**Extract**.
• • • •
Commonly utilized photothermographic elements comprise a support bearing,
in reactive association, in a binder, such as poly(vinyl butyral), (a)
photosensitive silver halide, prepared ex situ and/or in situ, and (b) an
oxidation-reduction image-forming combination comprising (i) an organic
silver salt oxidizing agent, preferably a silver salt of a long chain
fatty acid, such as silver behenate, with (ii) a reducing agent for the
organic silver salt oxidizing agent, preferably a phenolic reducing agent.
The photothermographic silver halide element can comprise other addenda
known in the art to help in providing a useful image, such as optional
toning agents and image stabilizers. A preferred photothermographic
element comprises a support bearing, in reactive association, in a binder,
particularly a poly(vinyl butyral) binder, (a) photographic silver halide,
prepared in situ and/or ex situ, (b) an oxidation-reduction image forming
combination comprising (i) silver behenate, with (ii) a phenolic reducing
agent for the silver behenate, (c) a toning agent, such as succinimide,
and (d) an image stabilizer, such as
2-bromo-2-(4-methylphenylsulfonyl)acetamide.
The photothermographic element typically has an overcoat layer that helps
protect the element from undesired marks. Such an overcoat can be, for
example, a polymer as described in the photothermographic art. Such an
overcoat can also be an overcoat comprising poly(silicic acid) and
poly(vinyl alcohol) as described in U.S. Pat. No. 4,741,992.
The optimum layer thickness of the layers of the photothermographic element
depends upon such factors as the processing conditions, thermal processing
means, particular components of the element and the desired image. The
layers typically have a layer thickness within the range of about 1 to
about 10 microns.
The photothermographic element comprises a photosensitive component that
consists essentially of photographic silver halide. In the
photothermographic element it is believed that the latent image silver
from the photographic silver halide acts as a catalyst for the described
oxidation-reduction image-forming combination upon processing. A preferred
concentration of photographic silver halide is within the range of about
0.01 to about 10 moles of silver halide per mole of silver behenate in the
photothermographic element. Other photosensitive silver salts are useful
in combination with the photographic silver halide if desired. Preferred
photographic silver halides are silver chloride, silver bromide, silver
bromoiodide, silver chlorobromoiodide and mixtures of these silver
halides. Very fine grain photographic silver halide is especially useful.
• • • •
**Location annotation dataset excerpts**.

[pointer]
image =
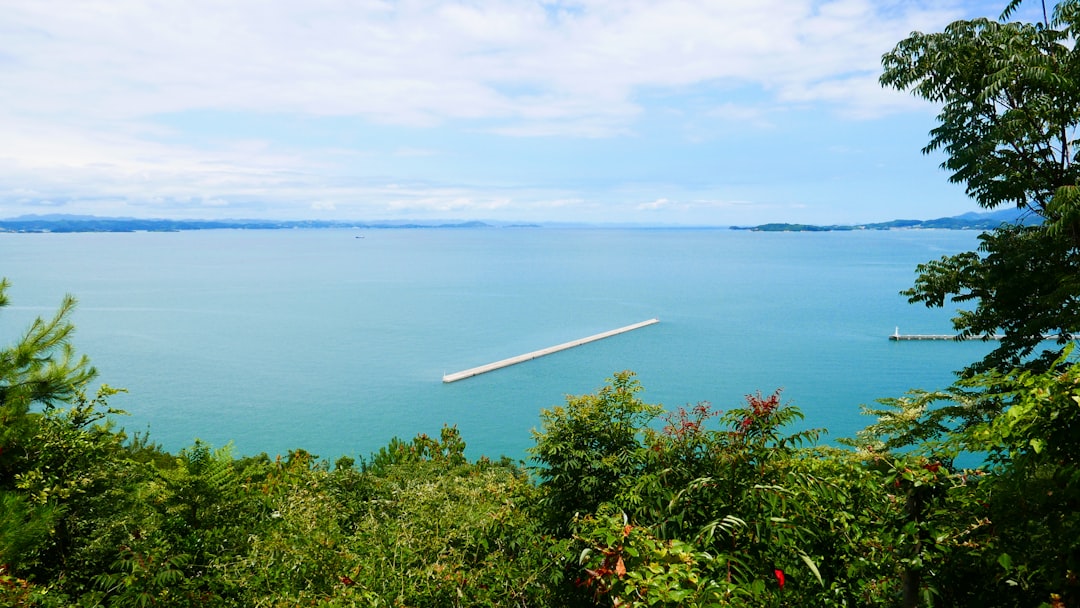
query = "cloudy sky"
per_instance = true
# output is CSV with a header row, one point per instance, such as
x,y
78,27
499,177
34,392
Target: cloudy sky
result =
x,y
658,111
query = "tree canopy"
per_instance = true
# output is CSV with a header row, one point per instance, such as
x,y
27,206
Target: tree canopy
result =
x,y
1010,95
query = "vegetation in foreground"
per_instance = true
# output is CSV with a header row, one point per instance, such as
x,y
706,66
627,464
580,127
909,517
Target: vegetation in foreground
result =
x,y
623,503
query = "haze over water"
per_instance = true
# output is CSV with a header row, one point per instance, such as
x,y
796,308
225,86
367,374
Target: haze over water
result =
x,y
318,339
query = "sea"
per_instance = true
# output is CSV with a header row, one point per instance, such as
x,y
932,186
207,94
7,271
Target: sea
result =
x,y
336,340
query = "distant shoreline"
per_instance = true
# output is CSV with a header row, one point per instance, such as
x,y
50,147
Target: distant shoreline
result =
x,y
64,224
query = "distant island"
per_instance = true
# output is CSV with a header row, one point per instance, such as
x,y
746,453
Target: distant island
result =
x,y
94,224
58,223
966,221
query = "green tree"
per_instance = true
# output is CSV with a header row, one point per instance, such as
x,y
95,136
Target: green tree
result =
x,y
39,369
585,449
1010,95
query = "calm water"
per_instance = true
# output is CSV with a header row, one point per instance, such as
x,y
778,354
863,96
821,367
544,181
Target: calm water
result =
x,y
318,339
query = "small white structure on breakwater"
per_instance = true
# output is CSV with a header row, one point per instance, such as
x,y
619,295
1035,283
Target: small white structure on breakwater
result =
x,y
535,354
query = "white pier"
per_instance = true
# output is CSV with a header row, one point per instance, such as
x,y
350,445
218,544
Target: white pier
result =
x,y
535,354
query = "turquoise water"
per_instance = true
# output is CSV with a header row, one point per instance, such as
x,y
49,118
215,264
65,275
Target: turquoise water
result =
x,y
321,340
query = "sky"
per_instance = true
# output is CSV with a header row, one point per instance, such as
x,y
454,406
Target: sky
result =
x,y
678,112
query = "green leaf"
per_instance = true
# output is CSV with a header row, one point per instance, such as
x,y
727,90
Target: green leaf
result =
x,y
813,567
1006,562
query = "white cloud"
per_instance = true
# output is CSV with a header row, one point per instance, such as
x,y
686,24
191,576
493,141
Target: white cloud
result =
x,y
86,83
420,62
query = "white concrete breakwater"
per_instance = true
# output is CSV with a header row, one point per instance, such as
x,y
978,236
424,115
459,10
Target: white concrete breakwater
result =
x,y
535,354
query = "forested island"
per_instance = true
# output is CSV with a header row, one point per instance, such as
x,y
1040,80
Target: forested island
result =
x,y
966,221
623,503
93,224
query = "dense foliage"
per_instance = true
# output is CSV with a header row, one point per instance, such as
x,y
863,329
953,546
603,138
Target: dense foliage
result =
x,y
1010,95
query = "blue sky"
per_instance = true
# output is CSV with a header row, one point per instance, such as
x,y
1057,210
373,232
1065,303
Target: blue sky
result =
x,y
658,111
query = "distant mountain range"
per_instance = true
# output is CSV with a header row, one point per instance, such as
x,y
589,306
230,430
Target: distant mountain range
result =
x,y
971,220
57,223
94,224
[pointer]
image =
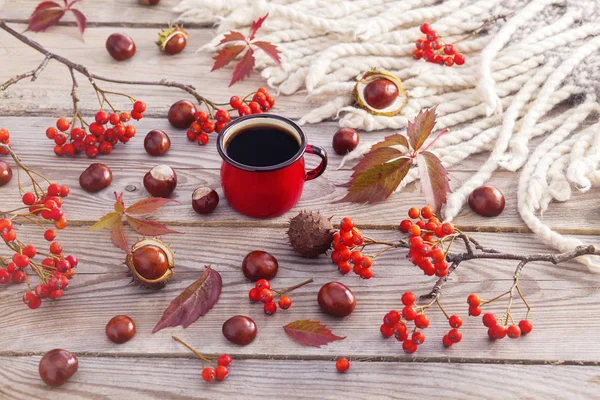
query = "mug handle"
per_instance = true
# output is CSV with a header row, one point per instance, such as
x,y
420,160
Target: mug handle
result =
x,y
319,151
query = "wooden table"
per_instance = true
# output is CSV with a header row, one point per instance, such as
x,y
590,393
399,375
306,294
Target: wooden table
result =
x,y
558,360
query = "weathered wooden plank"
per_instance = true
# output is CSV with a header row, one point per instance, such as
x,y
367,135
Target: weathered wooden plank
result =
x,y
109,12
148,378
565,300
51,91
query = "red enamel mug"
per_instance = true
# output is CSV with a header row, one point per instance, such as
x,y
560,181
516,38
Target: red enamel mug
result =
x,y
262,174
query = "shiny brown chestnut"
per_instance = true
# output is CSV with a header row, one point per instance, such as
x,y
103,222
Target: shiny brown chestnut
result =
x,y
205,200
120,329
259,265
181,114
157,142
336,299
5,173
381,93
487,201
120,46
239,330
160,181
95,178
57,366
345,140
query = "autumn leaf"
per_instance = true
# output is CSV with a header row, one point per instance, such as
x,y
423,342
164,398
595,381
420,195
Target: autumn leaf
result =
x,y
106,222
226,55
48,13
149,205
310,333
149,228
195,301
377,183
421,127
434,180
118,237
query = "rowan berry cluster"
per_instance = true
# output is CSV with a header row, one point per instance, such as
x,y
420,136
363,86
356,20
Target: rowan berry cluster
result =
x,y
101,136
4,139
426,251
56,269
395,324
432,49
204,123
348,244
498,328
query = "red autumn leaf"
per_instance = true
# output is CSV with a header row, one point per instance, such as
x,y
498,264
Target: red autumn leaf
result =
x,y
232,36
310,333
434,180
195,301
243,68
146,206
392,140
377,183
270,49
46,14
226,55
118,237
119,203
420,129
149,228
80,20
256,26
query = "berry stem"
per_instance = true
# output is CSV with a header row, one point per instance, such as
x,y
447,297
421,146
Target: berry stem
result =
x,y
190,348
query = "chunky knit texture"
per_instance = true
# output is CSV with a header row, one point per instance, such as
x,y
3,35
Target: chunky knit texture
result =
x,y
535,74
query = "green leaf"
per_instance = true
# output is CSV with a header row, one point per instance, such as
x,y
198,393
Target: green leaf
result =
x,y
392,140
434,180
376,157
420,129
149,228
106,222
148,205
310,333
377,183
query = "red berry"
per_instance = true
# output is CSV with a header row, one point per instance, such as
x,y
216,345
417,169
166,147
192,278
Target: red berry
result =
x,y
342,364
285,302
489,319
270,308
224,360
208,374
63,124
526,326
455,321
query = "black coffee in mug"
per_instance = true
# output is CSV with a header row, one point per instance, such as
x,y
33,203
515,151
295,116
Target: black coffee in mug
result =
x,y
262,145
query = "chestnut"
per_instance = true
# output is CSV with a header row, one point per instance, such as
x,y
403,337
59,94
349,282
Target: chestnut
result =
• • • •
**Short exercise 1**. According to the passage on photothermographic elements, what layer thickness do the layers typically have?
**Short exercise 2**. Output everything in the passage on photothermographic elements from "The photothermographic silver" down to "2-bromo-2-(4-methylphenylsulfonyl)acetamide.".
None of this data is needed.

**Problem solution 1**. About 1 to about 10 microns.

**Problem solution 2**.
The photothermographic silver halide element can comprise other addenda
known in the art to help in providing a useful image, such as optional
toning agents and image stabilizers. A preferred photothermographic
element comprises a support bearing, in reactive association, in a binder,
particularly a poly(vinyl butyral) binder, (a) photographic silver halide,
prepared in situ and/or ex situ, (b) an oxidation-reduction image forming
combination comprising (i) silver behenate, with (ii) a phenolic reducing
agent for the silver behenate, (c) a toning agent, such as succinimide,
and (d) an image stabilizer, such as
2-bromo-2-(4-methylphenylsulfonyl)acetamide.